## Instructions
**1)** Retype the essay on engineers in everyday life from "Then I look" up to and including "products of engineering.".
**2)** Answer these questions using the essay on engineers in everyday life:
(a) Where were the offices of the Ghana Institute of Engineers where the talk was given?
(b) At about what time does the radio come on?
(c) What does the kettle in the kitchen boil water for?
**3)** Pick up the essay on engineers in everyday life after its final sentence and write what comes next.

START Extract provided

I apologise to those readers who might have been in the audience when I gave a talk to the Ghana Institute of Engineers at the institute’s offices at Roman Ridge in Accra some years ago. I don’t recall if I had a written speech but I do remember clearly what I told them; I took them through my day until I got to their function and it is the same story I am telling today.
My day starts when my radio comes on at about 5a.m. It means I wake up needing to say thank you to an engineer. The journalists and programme makers might be the best there are, but for the engineering feat of the radio and how the words and sounds are transmitted, I would not get that obligatory early morning radio wake-up fix.
When I stir and go to the bathroom, it is to the WC and another engineering feat. Then I approach the washbasin and turn on the tap to brush my teeth and wash my mouth, after which I move to the shower cubicle and have a shower, warm or cold depending on the weather. Every stage of my stay in the bathroom is dependent on the expertise of an engineer of one type or the other.
My next stop is to find some clothes to wear and I go to the ironing board to iron the clothes, still needing to say a silent thank you to an engineer.
At this stage, I am almost in a fit state to meet the world and I move to the kitchen to come face to face with an array of gadgetry that engineers have developed to improve the quality of life for humanity. The kettle to boil water for my cup of coffee that really wakes me up; the stove, if a boiled egg is on the agenda; the refrigerator for the fruit juice and the toaster for my obligatory slice of toasted bread.
By this time, I have taken a number of phone calls, some quite important, many can wait to be dealt with later and some would get my blood pressure racing; all of which would not be possible but for the engineering skills that made the phone technology possible.
Then I look for my car keys and go to start on my journey in another engineering wonder, the car. As I drive, I can follow the news and comments on the car radio and I can communicate with other drivers on the roads without actually talking to them, thanks to the engineers.
The roads, the ones with the pot-holes, the crudely constructed speed ramps, the culverts, the ones with proper drainage and properly overlaid asphalt, the well-constructed town roads with instructive road furniture, the highways, those with strange designs and inexplicably steep bends, the ones that fail within months of being constructed and ones that are a joy to drive on; the bridges, all are products of engineering.
I meet my first set of traffic lights, I must think of an engineer, the lights work, they don’t work, there must be an engineer in the reckoning somewhere.
I get to the function and someone is trying out the sound equipment: “One, two; one, two;” you must think of an engineer. I start to deliver my speech and the microphone doesn’t work or we have beautiful sound and everybody can hear me in crystal clear quality; there is an engineer some place. I told the engineers they were indispensable to our modern existence.

END Extract provided
START Record extracts

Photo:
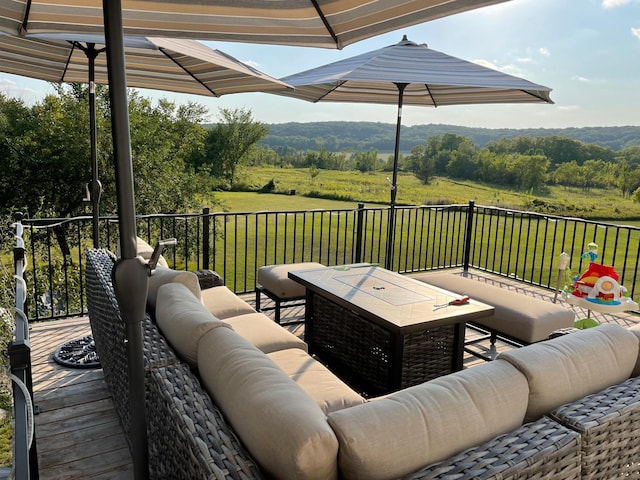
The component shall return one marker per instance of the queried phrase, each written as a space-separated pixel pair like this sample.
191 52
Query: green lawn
352 187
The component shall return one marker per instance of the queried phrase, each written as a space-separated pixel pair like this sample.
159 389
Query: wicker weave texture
188 437
355 344
428 354
609 422
540 450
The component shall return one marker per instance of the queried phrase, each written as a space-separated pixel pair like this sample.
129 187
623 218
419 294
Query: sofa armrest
188 436
609 424
542 449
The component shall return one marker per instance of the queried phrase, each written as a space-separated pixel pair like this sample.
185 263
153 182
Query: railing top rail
512 211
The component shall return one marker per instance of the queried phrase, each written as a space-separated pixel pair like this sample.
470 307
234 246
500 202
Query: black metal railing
512 243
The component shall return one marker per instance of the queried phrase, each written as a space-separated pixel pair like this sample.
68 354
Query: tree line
179 161
340 136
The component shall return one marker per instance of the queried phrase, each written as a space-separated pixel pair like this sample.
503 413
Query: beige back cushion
223 303
183 320
567 368
402 432
163 276
265 334
281 426
145 251
323 386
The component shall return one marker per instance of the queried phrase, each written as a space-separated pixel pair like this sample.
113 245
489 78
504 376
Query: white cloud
614 3
486 63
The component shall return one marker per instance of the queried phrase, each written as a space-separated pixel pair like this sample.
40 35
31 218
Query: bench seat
518 317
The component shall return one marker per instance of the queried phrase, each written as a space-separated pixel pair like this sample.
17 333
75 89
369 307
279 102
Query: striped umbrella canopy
416 75
177 65
319 23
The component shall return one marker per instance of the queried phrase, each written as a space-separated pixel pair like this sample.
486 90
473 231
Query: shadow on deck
77 431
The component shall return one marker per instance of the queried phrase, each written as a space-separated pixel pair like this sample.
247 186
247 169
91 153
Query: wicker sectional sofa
230 394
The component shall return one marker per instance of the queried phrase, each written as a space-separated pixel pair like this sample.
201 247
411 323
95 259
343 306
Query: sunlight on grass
349 188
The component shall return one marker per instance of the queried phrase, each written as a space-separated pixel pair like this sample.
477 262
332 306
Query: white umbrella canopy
319 23
416 75
432 79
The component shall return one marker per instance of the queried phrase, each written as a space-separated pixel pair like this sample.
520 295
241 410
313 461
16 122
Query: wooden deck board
78 434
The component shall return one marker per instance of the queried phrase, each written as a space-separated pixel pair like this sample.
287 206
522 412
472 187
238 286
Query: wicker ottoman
275 283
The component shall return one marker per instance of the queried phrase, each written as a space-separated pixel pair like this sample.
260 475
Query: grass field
349 188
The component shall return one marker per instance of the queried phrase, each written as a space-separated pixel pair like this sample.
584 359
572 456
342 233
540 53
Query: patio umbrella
176 65
416 75
318 23
329 23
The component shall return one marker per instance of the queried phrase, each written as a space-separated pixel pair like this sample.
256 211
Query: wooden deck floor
77 432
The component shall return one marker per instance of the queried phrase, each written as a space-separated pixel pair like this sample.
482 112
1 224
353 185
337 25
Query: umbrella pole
391 224
130 276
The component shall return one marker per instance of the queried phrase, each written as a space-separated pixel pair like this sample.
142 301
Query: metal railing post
19 350
205 238
467 237
358 233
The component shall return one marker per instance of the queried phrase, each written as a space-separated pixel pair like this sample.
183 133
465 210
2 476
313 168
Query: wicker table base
375 360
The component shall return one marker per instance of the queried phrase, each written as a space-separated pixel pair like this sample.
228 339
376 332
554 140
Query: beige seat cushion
572 366
264 333
520 316
275 278
281 426
183 320
163 275
327 390
405 431
223 303
636 330
145 251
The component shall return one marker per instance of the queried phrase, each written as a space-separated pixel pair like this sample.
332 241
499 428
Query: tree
46 154
423 165
366 161
531 171
229 142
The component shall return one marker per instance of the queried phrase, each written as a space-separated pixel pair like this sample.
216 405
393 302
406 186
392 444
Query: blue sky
587 51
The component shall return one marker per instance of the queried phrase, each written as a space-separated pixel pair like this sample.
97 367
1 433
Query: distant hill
364 136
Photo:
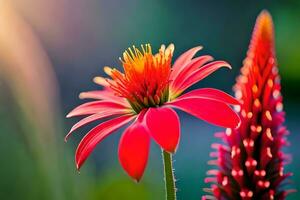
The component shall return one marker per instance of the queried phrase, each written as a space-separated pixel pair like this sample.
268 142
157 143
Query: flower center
145 81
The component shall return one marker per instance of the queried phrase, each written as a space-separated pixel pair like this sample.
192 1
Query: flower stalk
169 176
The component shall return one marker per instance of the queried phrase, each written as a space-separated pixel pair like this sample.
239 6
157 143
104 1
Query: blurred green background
51 50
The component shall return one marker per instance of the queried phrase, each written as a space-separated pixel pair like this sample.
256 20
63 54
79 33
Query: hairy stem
169 176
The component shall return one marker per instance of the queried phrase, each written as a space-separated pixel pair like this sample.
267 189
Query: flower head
251 162
145 93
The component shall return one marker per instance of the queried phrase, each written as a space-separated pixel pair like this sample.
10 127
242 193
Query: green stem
169 176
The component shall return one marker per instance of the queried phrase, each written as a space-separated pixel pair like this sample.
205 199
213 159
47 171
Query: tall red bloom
146 93
251 162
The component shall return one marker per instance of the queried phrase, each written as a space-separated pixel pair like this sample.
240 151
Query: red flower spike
252 165
146 91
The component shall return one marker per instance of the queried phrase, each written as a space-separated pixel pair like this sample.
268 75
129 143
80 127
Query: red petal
95 107
164 127
106 94
211 93
209 110
201 73
94 117
189 68
96 135
134 150
182 60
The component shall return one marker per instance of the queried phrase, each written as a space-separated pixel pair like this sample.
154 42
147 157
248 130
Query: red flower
250 163
146 93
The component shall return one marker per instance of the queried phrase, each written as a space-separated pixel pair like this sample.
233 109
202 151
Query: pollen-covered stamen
145 81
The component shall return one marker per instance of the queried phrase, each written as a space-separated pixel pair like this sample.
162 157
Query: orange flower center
145 81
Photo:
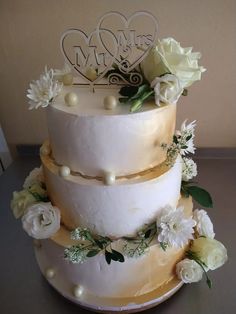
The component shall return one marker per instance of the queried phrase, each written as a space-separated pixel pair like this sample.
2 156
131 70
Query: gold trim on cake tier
132 286
112 210
90 139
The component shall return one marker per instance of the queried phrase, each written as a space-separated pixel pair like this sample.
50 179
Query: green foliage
198 194
192 255
136 96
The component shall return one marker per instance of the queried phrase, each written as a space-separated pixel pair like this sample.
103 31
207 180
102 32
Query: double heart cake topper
113 50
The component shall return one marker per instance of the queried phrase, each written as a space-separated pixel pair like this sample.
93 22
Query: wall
30 32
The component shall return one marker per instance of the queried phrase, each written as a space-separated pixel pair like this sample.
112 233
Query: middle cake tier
91 140
113 210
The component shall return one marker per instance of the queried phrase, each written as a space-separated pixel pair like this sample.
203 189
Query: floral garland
168 70
41 220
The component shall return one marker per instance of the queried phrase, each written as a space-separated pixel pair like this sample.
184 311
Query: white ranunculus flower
189 169
21 200
189 271
35 176
210 251
42 91
169 57
41 220
167 89
173 227
204 225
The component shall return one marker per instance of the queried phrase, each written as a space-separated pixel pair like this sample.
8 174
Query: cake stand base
112 305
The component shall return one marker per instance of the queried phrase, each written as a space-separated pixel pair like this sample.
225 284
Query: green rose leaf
123 100
92 253
185 92
118 256
99 243
200 195
108 257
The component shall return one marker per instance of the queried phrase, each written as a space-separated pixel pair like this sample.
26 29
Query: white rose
41 220
35 176
167 89
189 271
21 200
204 225
169 57
210 251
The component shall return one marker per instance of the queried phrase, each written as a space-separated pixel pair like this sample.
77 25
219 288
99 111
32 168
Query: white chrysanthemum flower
173 228
189 169
59 73
41 220
42 91
189 271
185 138
35 177
204 225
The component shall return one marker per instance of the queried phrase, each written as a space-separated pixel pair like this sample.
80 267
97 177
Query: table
23 290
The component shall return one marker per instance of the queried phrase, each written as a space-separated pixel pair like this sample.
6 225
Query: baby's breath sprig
138 246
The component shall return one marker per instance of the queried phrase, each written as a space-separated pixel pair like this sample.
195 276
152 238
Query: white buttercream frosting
90 139
133 278
115 210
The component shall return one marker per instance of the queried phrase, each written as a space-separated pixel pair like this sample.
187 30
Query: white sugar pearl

END Record extracts

## Responses to the exercise
**1)**
Then I look for my car keys and go to start on my journey in another engineering wonder, the car. As I drive, I can follow the news and comments on the car radio and I can communicate with other drivers on the roads without actually talking to them, thanks to the engineers.
The roads, the ones with the pot-holes, the crudely constructed speed ramps, the culverts, the ones with proper drainage and properly overlaid asphalt, the well-constructed town roads with instructive road furniture, the highways, those with strange designs and inexplicably steep bends, the ones that fail within months of being constructed and ones that are a joy to drive on; the bridges, all are products of engineering.

**2)**
(a) At Roman Ridge in Accra.
(b) At about 5 a.m.
(c) For a cup of coffee.

**3)**
Just think of your day and the things that make or unmake your day; electricity, or in a language we can all understand, Dumsor, there are engineers. Your telephone and signal and network problems, Internet connections, your laptop, your computer, data usage, your screen freezes and your television reception is poor; there must be an engineer somewhere in the woodworks.
The newspaper you buy on your way to work; there would be an engineer, otherwise it wouldn’t be printed. Your office, the factory, they need engineers.
The hospital must have engineers to function and the doctor’s equipment are all engineering feats, from the humble, ubiquitous stethoscope to the MRI, all the testing that is ordered and on which the doctor depends to make his diagnosis, they all require engineering.
The building that is my home, like most other buildings, has the fingerprints of engineers all over it; the structure, the electricals, the plumbing, the fittings and all have to be signed off by the engineer.
As I told the Institute of Engineers, their members control the quality of our lives.
Unfortunately, many of our engineers do not seem to appreciate this vital fact. They seem willing to cut corners on technical details where they have the final say and no one can argue with them. The supervision they offer in road and building construction is often well below par. The strict maintenance culture that is second nature to engineers somehow gets lost among ours and they prefer the concept of “refurbishment” to regular maintenance.
In all other parts of the world, a maintenance routine is worked into structures when the engineers hand them over. For example, they would tell you a new car requires a service after so many kilometres of being driven; an elevator can take so many people of a certain weight on each trip and must be serviced every so many hours. Over here they build things and hand them over without any maintenance schedule and look on until it almost collapses and needs to be refurbished.
Of course there are engineering feats that seem to defy the laws of nature. People claim lands from the sea and build on them; roads are constructed through mountains and railway trains travel under the sea. The Dutch, for example, live in a country whose lands are below sea level. Such feats exist because nobody cuts corners in the construction and there is regular maintenance.
Our engineers preside over compromises that endanger their machines and structures. In the wake of the flooding and fire disaster many minds have been turned to engineering and engineers in our country.
It is obvious we do not have anywhere near the number of engineers we need to make this country work. We do not have anywhere near the number of technicians we need to make the country work.
But the numbers that we do have can surely make their presence felt when they behave like true engineers. It might be a good idea for example for us to hear from the Institute of Engineers on the recent flooding disaster.